* Given request
Print each item below verbatim, keeping every line unchanged.

* Exercise inputs
================

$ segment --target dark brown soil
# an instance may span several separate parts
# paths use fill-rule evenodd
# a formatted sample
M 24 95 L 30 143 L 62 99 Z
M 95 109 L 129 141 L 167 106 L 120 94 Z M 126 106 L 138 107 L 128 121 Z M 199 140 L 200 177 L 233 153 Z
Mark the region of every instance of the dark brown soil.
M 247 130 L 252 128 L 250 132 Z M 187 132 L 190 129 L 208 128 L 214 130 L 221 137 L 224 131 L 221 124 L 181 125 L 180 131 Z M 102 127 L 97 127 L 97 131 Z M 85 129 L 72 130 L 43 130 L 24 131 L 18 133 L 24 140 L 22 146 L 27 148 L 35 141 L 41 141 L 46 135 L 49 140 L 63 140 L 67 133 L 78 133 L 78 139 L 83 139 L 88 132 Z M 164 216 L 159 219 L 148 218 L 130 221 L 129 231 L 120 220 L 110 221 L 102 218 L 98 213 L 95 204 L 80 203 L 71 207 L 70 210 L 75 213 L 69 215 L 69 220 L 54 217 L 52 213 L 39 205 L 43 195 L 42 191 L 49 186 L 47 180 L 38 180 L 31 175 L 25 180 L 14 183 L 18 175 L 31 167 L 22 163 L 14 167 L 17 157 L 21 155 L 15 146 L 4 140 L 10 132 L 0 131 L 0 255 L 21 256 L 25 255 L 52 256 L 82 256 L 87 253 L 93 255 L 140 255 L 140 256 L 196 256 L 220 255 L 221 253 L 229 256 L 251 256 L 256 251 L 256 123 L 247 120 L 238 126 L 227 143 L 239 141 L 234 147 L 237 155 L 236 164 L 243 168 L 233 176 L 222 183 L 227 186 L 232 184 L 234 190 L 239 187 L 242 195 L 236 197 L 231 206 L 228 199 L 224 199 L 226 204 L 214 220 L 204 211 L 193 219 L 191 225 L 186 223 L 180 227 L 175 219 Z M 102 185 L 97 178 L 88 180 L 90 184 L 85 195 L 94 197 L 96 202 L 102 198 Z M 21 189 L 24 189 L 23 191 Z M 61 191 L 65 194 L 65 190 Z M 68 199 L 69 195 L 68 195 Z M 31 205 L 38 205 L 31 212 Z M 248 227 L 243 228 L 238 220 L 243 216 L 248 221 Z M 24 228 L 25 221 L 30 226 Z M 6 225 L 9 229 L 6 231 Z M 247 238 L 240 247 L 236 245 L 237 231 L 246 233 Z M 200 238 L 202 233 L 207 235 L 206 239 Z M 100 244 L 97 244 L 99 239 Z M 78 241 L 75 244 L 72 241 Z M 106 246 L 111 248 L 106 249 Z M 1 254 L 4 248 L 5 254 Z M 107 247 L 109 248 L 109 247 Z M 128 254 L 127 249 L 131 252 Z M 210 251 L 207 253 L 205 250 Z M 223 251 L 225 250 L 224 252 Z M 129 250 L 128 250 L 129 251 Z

================

* Solution
$ segment --target dark brown soil
# an instance may span several separate parts
# paths use fill-rule evenodd
# a formatted sample
M 24 95 L 30 143 L 62 99 Z
M 95 109 L 129 141 L 167 106 L 120 94 Z M 126 106 L 138 107 L 128 121 Z M 199 140 L 200 177 L 233 153 Z
Mark the region of every instance of the dark brown soil.
M 247 130 L 252 128 L 250 132 Z M 187 132 L 190 129 L 208 128 L 214 130 L 221 137 L 224 131 L 221 124 L 181 125 L 180 131 Z M 102 127 L 97 127 L 97 131 Z M 85 129 L 72 130 L 43 130 L 24 131 L 18 133 L 24 140 L 22 146 L 27 148 L 35 141 L 41 141 L 46 135 L 49 140 L 63 140 L 67 133 L 78 133 L 78 139 L 83 139 L 88 132 Z M 164 216 L 159 219 L 148 218 L 130 221 L 129 231 L 120 220 L 110 221 L 102 218 L 98 213 L 95 204 L 80 203 L 71 207 L 70 210 L 75 213 L 69 215 L 69 220 L 54 217 L 52 213 L 39 205 L 43 195 L 42 191 L 49 186 L 47 180 L 38 180 L 31 175 L 25 180 L 14 183 L 18 175 L 31 167 L 22 163 L 14 167 L 17 157 L 21 155 L 15 146 L 4 140 L 10 132 L 0 131 L 0 255 L 21 256 L 25 255 L 52 256 L 82 256 L 87 253 L 93 255 L 140 255 L 140 256 L 196 256 L 220 255 L 221 253 L 229 256 L 251 256 L 256 251 L 256 123 L 247 120 L 238 126 L 227 143 L 239 141 L 234 147 L 237 155 L 236 164 L 243 168 L 233 176 L 222 183 L 227 186 L 232 184 L 234 190 L 239 187 L 242 195 L 236 197 L 231 206 L 228 199 L 224 199 L 226 204 L 214 220 L 204 211 L 193 219 L 191 225 L 186 223 L 180 227 L 175 219 Z M 102 185 L 97 178 L 88 180 L 90 184 L 85 195 L 94 197 L 96 202 L 102 198 Z M 21 189 L 24 189 L 23 191 Z M 61 191 L 65 194 L 65 190 Z M 68 199 L 69 195 L 68 195 Z M 31 205 L 38 205 L 31 212 Z M 248 227 L 243 228 L 238 220 L 243 216 L 248 221 Z M 24 228 L 25 221 L 30 226 Z M 6 225 L 9 229 L 6 231 Z M 247 238 L 240 247 L 236 245 L 237 231 L 246 233 Z M 200 238 L 202 233 L 207 235 L 206 239 Z M 100 244 L 97 244 L 99 239 Z M 78 241 L 75 244 L 72 241 Z M 106 246 L 111 248 L 106 249 Z M 1 254 L 4 248 L 5 254 Z M 107 247 L 109 248 L 109 247 Z M 128 254 L 127 249 L 131 252 Z M 210 251 L 207 253 L 205 250 Z M 223 251 L 225 250 L 224 252 Z M 129 250 L 128 250 L 129 251 Z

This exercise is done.